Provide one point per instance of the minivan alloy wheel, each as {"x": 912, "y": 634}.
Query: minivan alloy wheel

==

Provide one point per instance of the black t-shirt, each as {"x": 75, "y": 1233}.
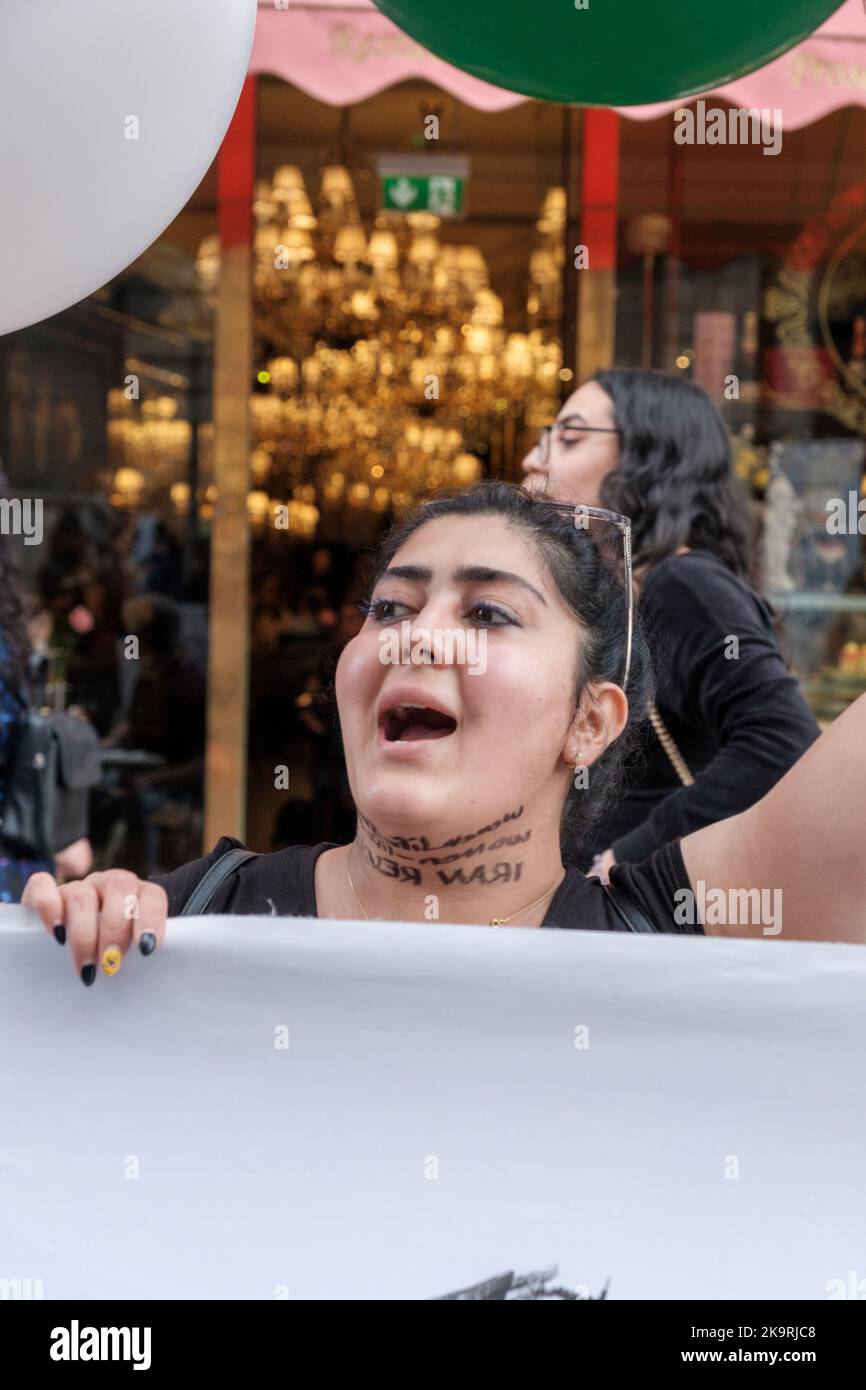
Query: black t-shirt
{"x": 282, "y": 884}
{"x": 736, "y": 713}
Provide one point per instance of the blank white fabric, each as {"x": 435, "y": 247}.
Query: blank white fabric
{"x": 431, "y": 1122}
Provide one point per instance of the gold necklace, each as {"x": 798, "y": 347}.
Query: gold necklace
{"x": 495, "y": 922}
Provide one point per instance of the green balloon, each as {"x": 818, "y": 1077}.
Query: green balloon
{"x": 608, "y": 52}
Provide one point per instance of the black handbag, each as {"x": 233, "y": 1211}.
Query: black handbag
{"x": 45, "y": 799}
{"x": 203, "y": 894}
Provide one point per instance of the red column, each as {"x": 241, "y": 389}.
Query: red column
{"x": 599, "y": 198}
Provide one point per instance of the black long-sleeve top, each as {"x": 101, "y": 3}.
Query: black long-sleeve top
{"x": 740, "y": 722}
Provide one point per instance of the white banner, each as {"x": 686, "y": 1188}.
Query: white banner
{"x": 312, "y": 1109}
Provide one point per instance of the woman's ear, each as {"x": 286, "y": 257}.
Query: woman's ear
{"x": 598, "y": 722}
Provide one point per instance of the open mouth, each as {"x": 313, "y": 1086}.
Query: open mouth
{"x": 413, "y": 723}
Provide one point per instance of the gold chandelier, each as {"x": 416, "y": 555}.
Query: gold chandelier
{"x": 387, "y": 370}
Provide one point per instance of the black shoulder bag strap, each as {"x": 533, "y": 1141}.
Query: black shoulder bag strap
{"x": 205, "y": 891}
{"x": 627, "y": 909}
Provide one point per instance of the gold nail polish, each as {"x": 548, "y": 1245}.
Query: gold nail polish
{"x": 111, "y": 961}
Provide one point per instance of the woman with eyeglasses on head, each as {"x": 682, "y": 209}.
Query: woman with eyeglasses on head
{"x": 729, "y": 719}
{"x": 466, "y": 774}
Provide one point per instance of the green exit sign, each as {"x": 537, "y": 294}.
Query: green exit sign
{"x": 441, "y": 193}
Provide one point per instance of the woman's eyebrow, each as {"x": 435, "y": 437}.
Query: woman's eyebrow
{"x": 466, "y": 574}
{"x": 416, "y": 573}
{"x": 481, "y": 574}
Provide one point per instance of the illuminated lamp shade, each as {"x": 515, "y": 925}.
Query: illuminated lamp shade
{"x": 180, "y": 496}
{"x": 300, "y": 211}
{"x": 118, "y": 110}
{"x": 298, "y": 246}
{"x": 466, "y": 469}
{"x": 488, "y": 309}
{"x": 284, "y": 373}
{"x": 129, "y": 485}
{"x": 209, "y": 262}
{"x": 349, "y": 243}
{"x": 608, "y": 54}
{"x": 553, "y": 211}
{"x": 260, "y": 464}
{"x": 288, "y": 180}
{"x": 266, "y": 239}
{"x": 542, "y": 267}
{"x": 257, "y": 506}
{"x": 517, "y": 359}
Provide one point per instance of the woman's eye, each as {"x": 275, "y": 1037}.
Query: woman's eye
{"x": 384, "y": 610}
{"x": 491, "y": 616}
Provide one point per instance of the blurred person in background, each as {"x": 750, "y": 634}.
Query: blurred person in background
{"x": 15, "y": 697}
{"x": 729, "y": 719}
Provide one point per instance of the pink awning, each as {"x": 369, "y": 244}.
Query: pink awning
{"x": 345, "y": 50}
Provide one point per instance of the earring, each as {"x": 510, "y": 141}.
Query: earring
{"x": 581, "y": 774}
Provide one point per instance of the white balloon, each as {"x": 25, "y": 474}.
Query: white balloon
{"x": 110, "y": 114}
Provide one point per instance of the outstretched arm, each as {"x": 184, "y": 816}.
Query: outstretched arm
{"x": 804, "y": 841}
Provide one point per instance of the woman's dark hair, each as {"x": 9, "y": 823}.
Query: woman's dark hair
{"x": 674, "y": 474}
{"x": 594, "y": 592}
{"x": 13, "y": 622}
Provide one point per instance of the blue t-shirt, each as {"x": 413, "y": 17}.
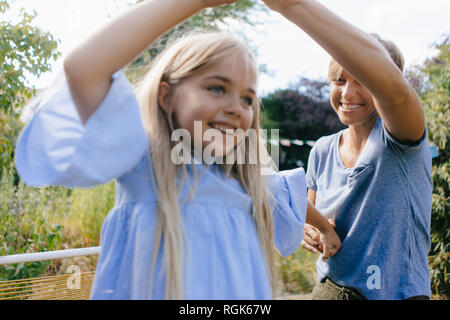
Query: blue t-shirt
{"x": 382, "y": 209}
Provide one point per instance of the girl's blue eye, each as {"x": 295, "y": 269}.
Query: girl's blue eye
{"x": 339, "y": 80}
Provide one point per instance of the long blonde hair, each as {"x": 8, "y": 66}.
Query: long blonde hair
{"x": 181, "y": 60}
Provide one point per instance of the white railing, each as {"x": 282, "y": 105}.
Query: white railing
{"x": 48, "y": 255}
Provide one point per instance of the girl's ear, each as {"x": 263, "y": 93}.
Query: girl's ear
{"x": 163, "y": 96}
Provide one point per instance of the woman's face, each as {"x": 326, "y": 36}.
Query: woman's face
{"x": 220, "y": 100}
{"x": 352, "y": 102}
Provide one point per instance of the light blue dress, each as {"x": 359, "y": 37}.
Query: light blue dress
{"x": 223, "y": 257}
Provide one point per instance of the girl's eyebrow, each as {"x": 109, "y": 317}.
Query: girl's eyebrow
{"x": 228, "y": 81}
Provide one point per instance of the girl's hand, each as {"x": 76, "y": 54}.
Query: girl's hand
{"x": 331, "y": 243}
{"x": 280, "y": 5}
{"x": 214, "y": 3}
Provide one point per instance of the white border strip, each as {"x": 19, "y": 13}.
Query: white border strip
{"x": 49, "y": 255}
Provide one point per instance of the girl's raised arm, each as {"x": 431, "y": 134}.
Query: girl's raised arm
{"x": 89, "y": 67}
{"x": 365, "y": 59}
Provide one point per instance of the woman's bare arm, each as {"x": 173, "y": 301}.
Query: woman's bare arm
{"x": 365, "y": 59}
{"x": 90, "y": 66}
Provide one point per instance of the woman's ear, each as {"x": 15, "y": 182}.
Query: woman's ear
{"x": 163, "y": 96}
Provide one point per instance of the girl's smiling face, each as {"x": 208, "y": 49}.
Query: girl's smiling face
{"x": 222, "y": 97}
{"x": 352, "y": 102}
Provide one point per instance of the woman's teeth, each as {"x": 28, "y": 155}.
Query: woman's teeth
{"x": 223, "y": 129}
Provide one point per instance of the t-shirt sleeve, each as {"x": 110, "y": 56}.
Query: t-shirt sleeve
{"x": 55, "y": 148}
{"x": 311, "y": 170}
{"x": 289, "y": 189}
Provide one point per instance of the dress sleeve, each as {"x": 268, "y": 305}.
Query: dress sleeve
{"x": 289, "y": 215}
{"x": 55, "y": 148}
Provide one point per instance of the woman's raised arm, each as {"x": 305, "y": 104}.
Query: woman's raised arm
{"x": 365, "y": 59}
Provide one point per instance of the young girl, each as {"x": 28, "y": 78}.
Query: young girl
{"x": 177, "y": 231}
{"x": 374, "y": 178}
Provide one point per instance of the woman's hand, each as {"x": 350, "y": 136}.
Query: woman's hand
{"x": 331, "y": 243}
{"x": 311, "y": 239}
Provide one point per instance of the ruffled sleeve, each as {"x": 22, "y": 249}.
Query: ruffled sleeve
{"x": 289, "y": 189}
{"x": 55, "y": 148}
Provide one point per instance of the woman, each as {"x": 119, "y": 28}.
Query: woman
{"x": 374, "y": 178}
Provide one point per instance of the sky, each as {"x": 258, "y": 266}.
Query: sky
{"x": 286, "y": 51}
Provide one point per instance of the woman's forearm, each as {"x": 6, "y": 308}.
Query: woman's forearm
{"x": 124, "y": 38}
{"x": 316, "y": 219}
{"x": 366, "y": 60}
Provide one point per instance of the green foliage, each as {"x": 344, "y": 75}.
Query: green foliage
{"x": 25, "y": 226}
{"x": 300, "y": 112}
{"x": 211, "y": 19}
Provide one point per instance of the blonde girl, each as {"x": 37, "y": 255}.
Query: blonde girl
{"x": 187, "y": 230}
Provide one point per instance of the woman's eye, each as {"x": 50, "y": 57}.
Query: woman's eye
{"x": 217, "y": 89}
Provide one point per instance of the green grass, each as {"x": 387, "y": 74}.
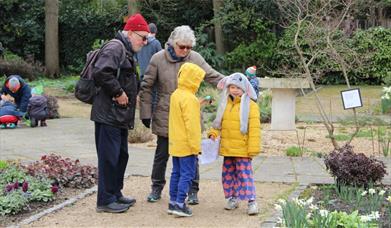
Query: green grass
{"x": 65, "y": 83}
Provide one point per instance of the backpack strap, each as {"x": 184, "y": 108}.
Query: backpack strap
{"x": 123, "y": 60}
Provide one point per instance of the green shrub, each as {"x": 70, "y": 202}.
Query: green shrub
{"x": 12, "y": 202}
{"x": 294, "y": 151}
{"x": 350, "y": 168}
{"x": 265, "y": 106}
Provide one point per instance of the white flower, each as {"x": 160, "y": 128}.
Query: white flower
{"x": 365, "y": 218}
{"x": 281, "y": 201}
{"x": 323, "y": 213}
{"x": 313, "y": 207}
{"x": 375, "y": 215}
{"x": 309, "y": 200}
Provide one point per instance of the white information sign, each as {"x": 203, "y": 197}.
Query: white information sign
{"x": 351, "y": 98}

---

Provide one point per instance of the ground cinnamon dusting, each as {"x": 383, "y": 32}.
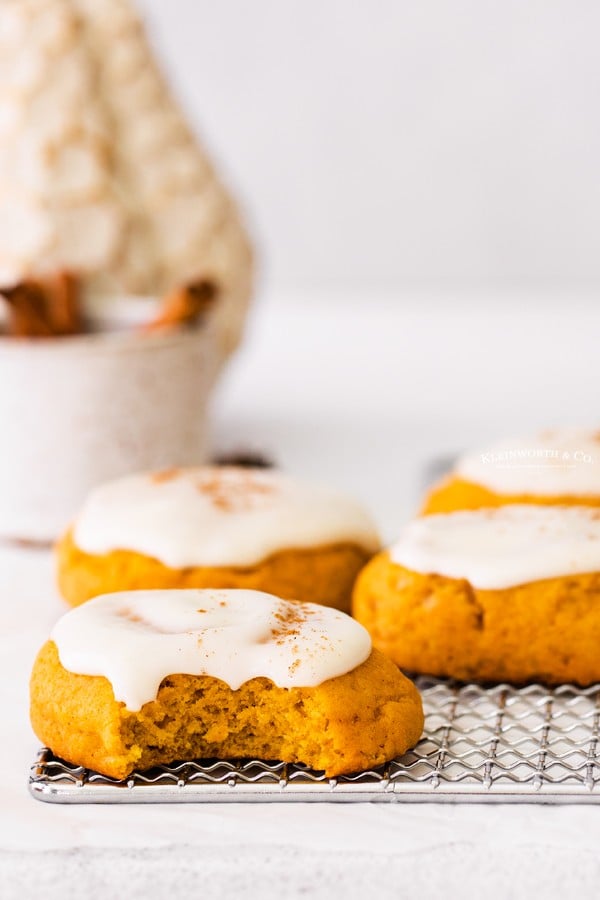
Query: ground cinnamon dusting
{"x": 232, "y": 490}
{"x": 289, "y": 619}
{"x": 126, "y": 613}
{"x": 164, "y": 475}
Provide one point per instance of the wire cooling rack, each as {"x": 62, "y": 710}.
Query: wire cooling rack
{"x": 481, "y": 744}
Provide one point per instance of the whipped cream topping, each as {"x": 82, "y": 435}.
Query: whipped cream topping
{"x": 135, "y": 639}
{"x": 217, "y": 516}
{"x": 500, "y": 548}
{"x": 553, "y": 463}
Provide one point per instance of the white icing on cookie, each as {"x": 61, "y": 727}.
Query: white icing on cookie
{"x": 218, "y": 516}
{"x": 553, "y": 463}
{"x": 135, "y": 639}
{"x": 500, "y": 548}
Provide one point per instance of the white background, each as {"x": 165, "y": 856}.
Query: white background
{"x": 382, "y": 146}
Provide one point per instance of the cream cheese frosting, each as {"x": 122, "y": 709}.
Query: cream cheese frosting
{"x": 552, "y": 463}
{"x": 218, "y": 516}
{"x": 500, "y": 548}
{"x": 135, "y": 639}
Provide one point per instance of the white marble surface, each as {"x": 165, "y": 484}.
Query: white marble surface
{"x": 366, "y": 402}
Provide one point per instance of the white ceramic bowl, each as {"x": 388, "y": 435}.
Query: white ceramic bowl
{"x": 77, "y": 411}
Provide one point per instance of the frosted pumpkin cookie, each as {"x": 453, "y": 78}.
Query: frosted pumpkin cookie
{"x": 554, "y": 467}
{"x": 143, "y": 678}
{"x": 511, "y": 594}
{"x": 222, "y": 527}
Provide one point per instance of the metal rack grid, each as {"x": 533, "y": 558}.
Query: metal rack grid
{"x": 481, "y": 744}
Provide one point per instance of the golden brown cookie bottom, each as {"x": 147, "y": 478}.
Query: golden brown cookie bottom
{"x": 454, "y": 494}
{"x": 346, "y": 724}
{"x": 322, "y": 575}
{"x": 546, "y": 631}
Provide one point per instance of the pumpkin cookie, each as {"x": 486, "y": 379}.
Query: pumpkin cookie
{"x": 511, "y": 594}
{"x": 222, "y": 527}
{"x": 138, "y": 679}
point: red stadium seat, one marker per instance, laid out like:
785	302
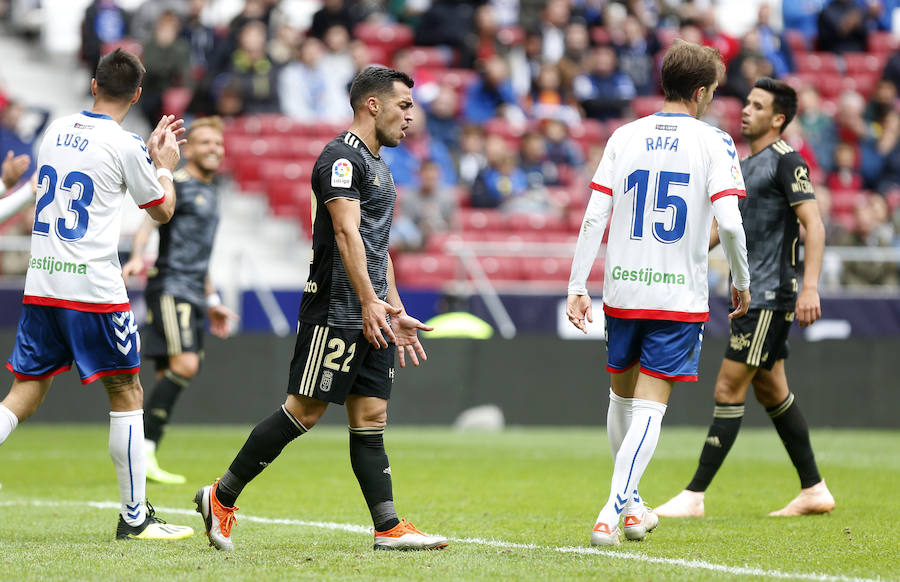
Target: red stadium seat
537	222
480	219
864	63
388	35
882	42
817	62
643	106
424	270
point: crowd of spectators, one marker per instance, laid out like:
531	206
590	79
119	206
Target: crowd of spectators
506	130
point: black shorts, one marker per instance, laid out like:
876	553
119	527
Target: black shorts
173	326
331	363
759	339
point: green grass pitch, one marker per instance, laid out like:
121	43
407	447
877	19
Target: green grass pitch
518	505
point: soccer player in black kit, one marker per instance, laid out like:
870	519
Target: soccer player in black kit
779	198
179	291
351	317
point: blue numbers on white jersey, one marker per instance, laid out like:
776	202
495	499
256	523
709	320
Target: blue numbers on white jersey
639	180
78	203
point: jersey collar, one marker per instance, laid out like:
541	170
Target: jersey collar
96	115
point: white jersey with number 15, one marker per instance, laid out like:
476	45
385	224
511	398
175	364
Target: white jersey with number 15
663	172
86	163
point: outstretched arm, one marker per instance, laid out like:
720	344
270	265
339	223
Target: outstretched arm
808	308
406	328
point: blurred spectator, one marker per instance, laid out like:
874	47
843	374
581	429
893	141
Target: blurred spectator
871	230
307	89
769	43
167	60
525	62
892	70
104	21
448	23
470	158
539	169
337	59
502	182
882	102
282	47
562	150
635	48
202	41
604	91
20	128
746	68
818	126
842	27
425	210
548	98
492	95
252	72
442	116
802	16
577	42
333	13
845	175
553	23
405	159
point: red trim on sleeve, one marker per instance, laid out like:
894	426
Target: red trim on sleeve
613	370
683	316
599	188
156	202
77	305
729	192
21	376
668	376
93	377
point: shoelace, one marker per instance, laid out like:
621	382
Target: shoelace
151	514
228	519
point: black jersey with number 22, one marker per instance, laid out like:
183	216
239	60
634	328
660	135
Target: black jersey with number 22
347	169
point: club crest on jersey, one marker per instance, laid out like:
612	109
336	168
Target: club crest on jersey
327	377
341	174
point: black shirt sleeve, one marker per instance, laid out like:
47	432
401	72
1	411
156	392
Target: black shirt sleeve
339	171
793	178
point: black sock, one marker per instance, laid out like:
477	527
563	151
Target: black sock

* _To do_:
State how many lines in the material above contain the string "person", matching case exactly. Reply with the number alone.

* _Finished task_:
2